--- Selection ---
--- Begin ---
De-centring competition

After a crit on competition & its inevitability...(?)

I believe competition (especially in a capitalist frame) to be an inherently colonial practice.

Reflecting on the first ‘multi-national corporations’, a rush to extort resource was at the heart of the Indies companies of certain European nations.

And when we consider certain European nations, artistic genius of the Renaissance appeared after war and squaller. Through master-apprentice exchange, classical works emerged.

This may be a flat reading of history but I believe it illustrates a certain point.

We can choose to see resource as finite for extraction.
Zero sum neoliberalism.

Or we can consider how much space we need, and build with enough for others near and around is. Build each other up when we like what the other is doing. Build big or small, it doesn’t matter, because the greatest artists are not (necessarily) defined by size or rarity of materials.

While certain 0 sum situations exist and competition dominates these environments (any ‘Head of’ position), there must be a way for even these spaces to exist where the creation is at the core.

The problem and solution, or feeling to explore and connect.

It doesn’t matter what the art is, music artists are as important as visual ones.

and in 2022, there is enough resource to go around, so why not just do what you can and focus on what you want to do?

Competition is about taking what is there.

Collaboration is about giving as much as you feel comfortable.

Homing Pigeon Vs Starling Murmurations (or An Ode To Paolo Freire)

These two videos quite aptly illustrate and describe my opinion on the education I received, vs the education I wish to be a part of.

This distinction is important. The intention is key but the creation requires willing partners. Birds who recognise a mutual desire to fly (converse/learn) and want to move together. Play and show off, as questions and push ourselves/each other.

The homing pigeon is an outdated model akin to Paolo Freire’s notion of a ‘banking system of education’. As someone pushed towards a career in banking (or finance at the very least), I have particular disdain for this notion. I want students to experience their ability to affect the environment, how important that is to their learning experience, and as a result, why their attendance is key. It is the intelligent side of democracy, small and nimble enough to keep accountability intact.

Waiting for Godard

OK I’M SORRY NO I’M NOT LOL AHA

Yeah so I love Waiting for Godot and Jean-Luc Godard.
--- End ---
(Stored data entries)
--- Begin ---
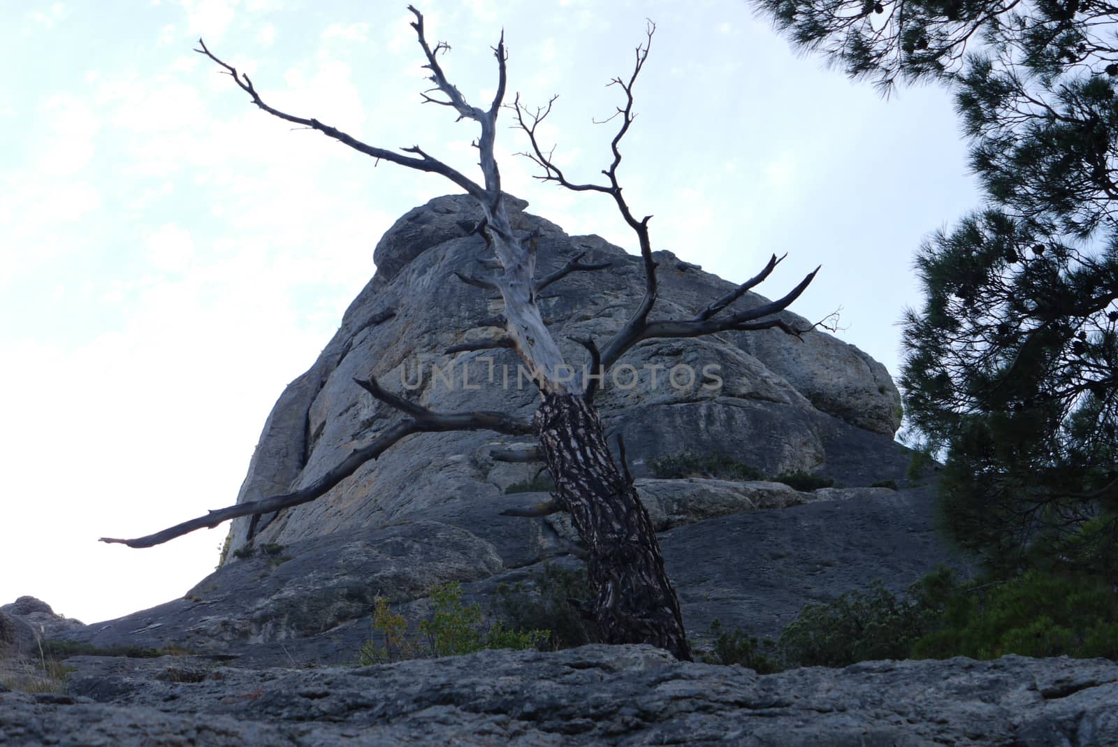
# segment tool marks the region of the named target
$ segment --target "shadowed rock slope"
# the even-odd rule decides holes
[[[0,692],[0,744],[747,745],[1118,744],[1118,664],[869,662],[759,677],[648,646],[356,669],[69,660],[68,692]]]
[[[517,230],[542,235],[540,277],[578,255],[610,264],[541,293],[556,339],[580,366],[586,353],[571,338],[604,342],[624,323],[644,289],[639,258],[597,236],[567,236],[524,212],[522,200],[511,205]],[[238,500],[314,481],[400,417],[354,378],[373,375],[435,410],[531,416],[539,396],[528,381],[518,386],[510,351],[444,352],[492,337],[502,323],[500,299],[456,274],[487,272],[484,240],[472,233],[480,218],[470,198],[440,197],[388,230],[376,249],[377,275],[318,361],[276,403]],[[655,315],[693,316],[733,287],[670,253],[657,262]],[[736,303],[765,302],[748,294]],[[670,378],[681,363],[699,372],[695,380]],[[711,366],[721,382],[704,388],[701,372]],[[452,371],[454,382],[435,368]],[[727,333],[648,341],[618,369],[597,404],[610,437],[624,436],[697,642],[714,617],[776,634],[806,603],[878,577],[903,588],[955,561],[932,530],[928,488],[869,488],[904,485],[908,454],[891,437],[896,387],[853,346],[814,331],[802,340],[780,331]],[[73,637],[236,652],[259,664],[352,660],[377,595],[407,605],[453,580],[482,599],[544,560],[574,562],[568,550],[577,537],[563,514],[502,516],[547,494],[508,492],[536,482],[541,465],[494,461],[491,451],[532,445],[491,433],[409,436],[313,503],[235,521],[224,566],[182,598]],[[653,458],[684,451],[722,453],[766,475],[816,472],[842,486],[799,492],[766,481],[651,474]]]
[[[601,342],[625,321],[643,291],[641,262],[513,206],[518,230],[542,234],[540,276],[582,253],[610,263],[541,294],[563,353],[580,363],[571,338]],[[485,273],[472,233],[480,217],[468,198],[442,197],[385,235],[377,275],[276,403],[238,500],[310,483],[399,417],[353,378],[373,375],[395,391],[416,382],[406,395],[436,410],[531,415],[538,395],[517,387],[511,353],[444,352],[502,324],[500,300],[455,275]],[[670,253],[656,258],[656,315],[694,315],[732,287]],[[624,436],[700,647],[716,617],[776,634],[805,604],[875,578],[899,590],[941,562],[965,567],[934,530],[935,475],[907,480],[909,454],[892,441],[897,389],[856,348],[819,332],[732,333],[642,343],[622,363],[635,385],[607,382],[597,404],[610,437]],[[717,365],[721,387],[672,386],[667,370],[680,363]],[[433,378],[432,366],[457,385]],[[25,655],[37,649],[28,632],[48,625],[48,636],[98,646],[191,652],[74,656],[57,692],[0,685],[0,745],[1118,744],[1118,664],[1100,660],[870,662],[759,677],[647,646],[591,645],[353,666],[377,596],[414,621],[430,612],[435,585],[458,581],[466,602],[484,602],[546,560],[578,565],[561,514],[502,516],[547,493],[513,492],[539,488],[540,467],[491,451],[531,445],[485,433],[410,436],[314,503],[236,521],[222,566],[152,609],[82,626],[37,601],[0,608],[0,637]],[[704,469],[679,479],[651,470],[684,451],[836,485],[797,491]],[[884,481],[899,490],[872,486]]]

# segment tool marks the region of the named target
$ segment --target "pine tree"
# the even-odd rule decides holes
[[[1118,570],[1118,6],[757,4],[885,93],[955,94],[986,205],[920,248],[900,379],[955,536],[1003,570]]]

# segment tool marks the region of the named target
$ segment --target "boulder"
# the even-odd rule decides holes
[[[540,309],[565,357],[581,366],[586,351],[572,338],[604,343],[624,324],[643,293],[643,265],[600,237],[568,236],[525,207],[510,198],[514,229],[541,234],[538,276],[578,255],[610,264],[606,272],[571,273],[540,293]],[[451,346],[492,337],[504,323],[500,297],[458,277],[487,272],[480,261],[490,250],[474,233],[481,218],[472,198],[452,195],[415,208],[385,234],[375,253],[376,277],[319,360],[276,403],[238,501],[309,484],[400,417],[354,378],[376,376],[388,389],[436,410],[530,417],[538,395],[527,379],[518,380],[511,351],[445,353]],[[733,287],[671,253],[656,253],[656,261],[657,316],[693,316]],[[747,309],[765,302],[750,293],[736,303]],[[647,476],[650,458],[686,448],[724,452],[766,474],[827,471],[842,451],[836,442],[828,453],[824,443],[836,420],[885,436],[896,431],[897,390],[884,369],[856,348],[814,331],[802,339],[780,332],[762,338],[654,340],[619,361],[612,372],[618,380],[607,381],[596,404],[610,437],[624,439],[634,474]],[[708,367],[719,386],[704,386],[712,382],[703,374]],[[291,543],[421,518],[448,501],[485,500],[515,472],[492,465],[487,452],[528,441],[486,433],[411,436],[313,503],[255,522],[236,520],[230,549],[249,541]]]
[[[0,606],[0,613],[11,615],[46,639],[61,637],[69,631],[84,627],[82,621],[56,615],[50,605],[34,596],[21,596],[11,604]]]

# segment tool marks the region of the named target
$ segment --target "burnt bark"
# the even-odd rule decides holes
[[[664,569],[652,519],[606,446],[597,412],[581,396],[548,394],[532,420],[556,498],[587,547],[606,643],[650,643],[691,661],[680,601]]]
--- End ---
Revise the stretch of the piece on competition from "Or we can consider" through "want to do?", putting "musicians" in place of "music artists".

Or we can consider how much space we need, and build with enough for others near and around is. Build each other up when we like what the other is doing. Build big or small, it doesn’t matter, because the greatest artists are not (necessarily) defined by size or rarity of materials.

While certain 0 sum situations exist and competition dominates these environments (any ‘Head of’ position), there must be a way for even these spaces to exist where the creation is at the core.

The problem and solution, or feeling to explore and connect.

It doesn’t matter what the art is, musicians are as important as visual ones.

and in 2022, there is enough resource to go around, so why not just do what you can and focus on what you want to do?